▶ _EXERCISE DESCRIPTION_
Write out every entry word for word.

[Start of INPUT FOR THIS TASK]

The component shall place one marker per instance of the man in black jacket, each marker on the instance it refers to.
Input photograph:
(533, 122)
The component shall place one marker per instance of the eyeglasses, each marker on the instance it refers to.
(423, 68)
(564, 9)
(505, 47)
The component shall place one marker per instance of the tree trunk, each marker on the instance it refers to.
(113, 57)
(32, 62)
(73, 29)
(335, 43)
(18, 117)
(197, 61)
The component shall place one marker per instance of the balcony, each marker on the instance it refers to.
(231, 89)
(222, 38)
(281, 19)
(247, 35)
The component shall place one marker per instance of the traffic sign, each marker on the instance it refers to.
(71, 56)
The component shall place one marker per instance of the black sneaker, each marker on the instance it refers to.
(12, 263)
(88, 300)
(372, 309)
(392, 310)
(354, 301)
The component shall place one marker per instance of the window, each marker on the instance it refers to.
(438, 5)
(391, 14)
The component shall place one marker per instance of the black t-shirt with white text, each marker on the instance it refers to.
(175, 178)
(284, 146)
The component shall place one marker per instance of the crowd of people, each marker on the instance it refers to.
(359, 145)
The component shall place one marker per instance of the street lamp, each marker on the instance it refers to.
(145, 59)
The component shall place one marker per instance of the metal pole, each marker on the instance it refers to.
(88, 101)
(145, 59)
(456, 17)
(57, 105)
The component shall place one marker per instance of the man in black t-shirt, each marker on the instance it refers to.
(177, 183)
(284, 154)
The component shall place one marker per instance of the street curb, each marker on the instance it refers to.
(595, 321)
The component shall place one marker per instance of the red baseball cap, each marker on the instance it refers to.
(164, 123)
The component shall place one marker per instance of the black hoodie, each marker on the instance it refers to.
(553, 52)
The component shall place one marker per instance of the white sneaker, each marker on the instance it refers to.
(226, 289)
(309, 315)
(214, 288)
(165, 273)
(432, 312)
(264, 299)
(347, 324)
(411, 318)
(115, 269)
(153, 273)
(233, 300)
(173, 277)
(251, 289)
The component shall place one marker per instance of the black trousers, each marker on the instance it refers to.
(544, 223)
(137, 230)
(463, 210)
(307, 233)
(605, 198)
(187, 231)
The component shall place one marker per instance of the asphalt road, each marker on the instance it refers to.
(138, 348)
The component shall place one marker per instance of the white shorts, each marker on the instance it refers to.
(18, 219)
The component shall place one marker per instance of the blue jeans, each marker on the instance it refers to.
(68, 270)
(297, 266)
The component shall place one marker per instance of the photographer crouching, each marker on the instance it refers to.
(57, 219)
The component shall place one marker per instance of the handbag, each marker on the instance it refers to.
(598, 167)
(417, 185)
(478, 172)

[End of INPUT FOR THIS TASK]

▶ _REPLY TO THE TASK_
The component shall place one marker per instance of the man in black jacket, each marker on the instance it refers to.
Input photograph:
(533, 122)
The component shall place one marker per instance of the eyeglasses, each marker on the instance it refers to.
(423, 68)
(564, 9)
(505, 47)
The component shall place one marker per instance of the tree trunk, each marker on the instance it refers to.
(113, 57)
(32, 62)
(73, 29)
(335, 43)
(18, 117)
(197, 61)
The component shall place one marker per instance of the balcony, each marker on the instance it refers to.
(231, 89)
(222, 38)
(281, 19)
(247, 35)
The component shall place one marker per instance of the traffic sign, each marker on the instance it refers to.
(71, 56)
The component shall place one marker per instance of the black sneaker, each marker on the instance it refers to.
(12, 263)
(88, 300)
(372, 309)
(392, 310)
(354, 301)
The component shall place one marker per instance of the window, each marker on the instance it refers to.
(438, 5)
(391, 14)
The component shall place one marker per instance of the black t-shirt with white text, each marker on the instance it refers to.
(175, 178)
(284, 146)
The component shall place one marker per instance of the crowd of people, each marker on the instance it refers to.
(359, 145)
The component shall place one marker per instance of the street lamp, each marker on the instance it refers to.
(145, 59)
The component shall place one marker per instance of the metal pole, each marker on the instance it refers to.
(88, 101)
(145, 59)
(456, 17)
(57, 105)
The component shall place one marker per instance of the man in black t-shirt, each marker on the instance it refers to.
(177, 183)
(284, 154)
The component shall place one marker per instance of the street curb, each marker on the instance it refers to.
(595, 321)
The component shall place one marker per instance of the red baseball cap, each marker on the instance it refers to.
(164, 123)
The component shall place one marker per instance of the black hoodie, each marker on the instance it refers to.
(553, 52)
The component shall place one marker per instance of the white sneaker, each marker on the instance it refers to.
(226, 289)
(309, 315)
(214, 288)
(165, 273)
(432, 312)
(264, 299)
(347, 324)
(411, 318)
(115, 269)
(153, 273)
(233, 300)
(173, 277)
(251, 289)
The component shall place one marker per instance of the black trousers, each marker on the instance it refers to.
(544, 223)
(137, 230)
(463, 210)
(307, 233)
(605, 198)
(187, 231)
The component shall place one marker per instance of the asphalt road, each marker on the instance it refers to.
(138, 348)
The component shall place one marker per instance of the white shorts, each marker on the instance it refers to.
(18, 219)
The component shall place one marker per instance of the blue jeans, each marker on the instance it refers to.
(68, 270)
(297, 266)
The component shall place one marker per instance of the photographer crouching, each marker on the instance it refers to.
(57, 219)
The component shall place one marker per instance of the handbag, each marker on the instance it refers to.
(598, 167)
(417, 185)
(478, 172)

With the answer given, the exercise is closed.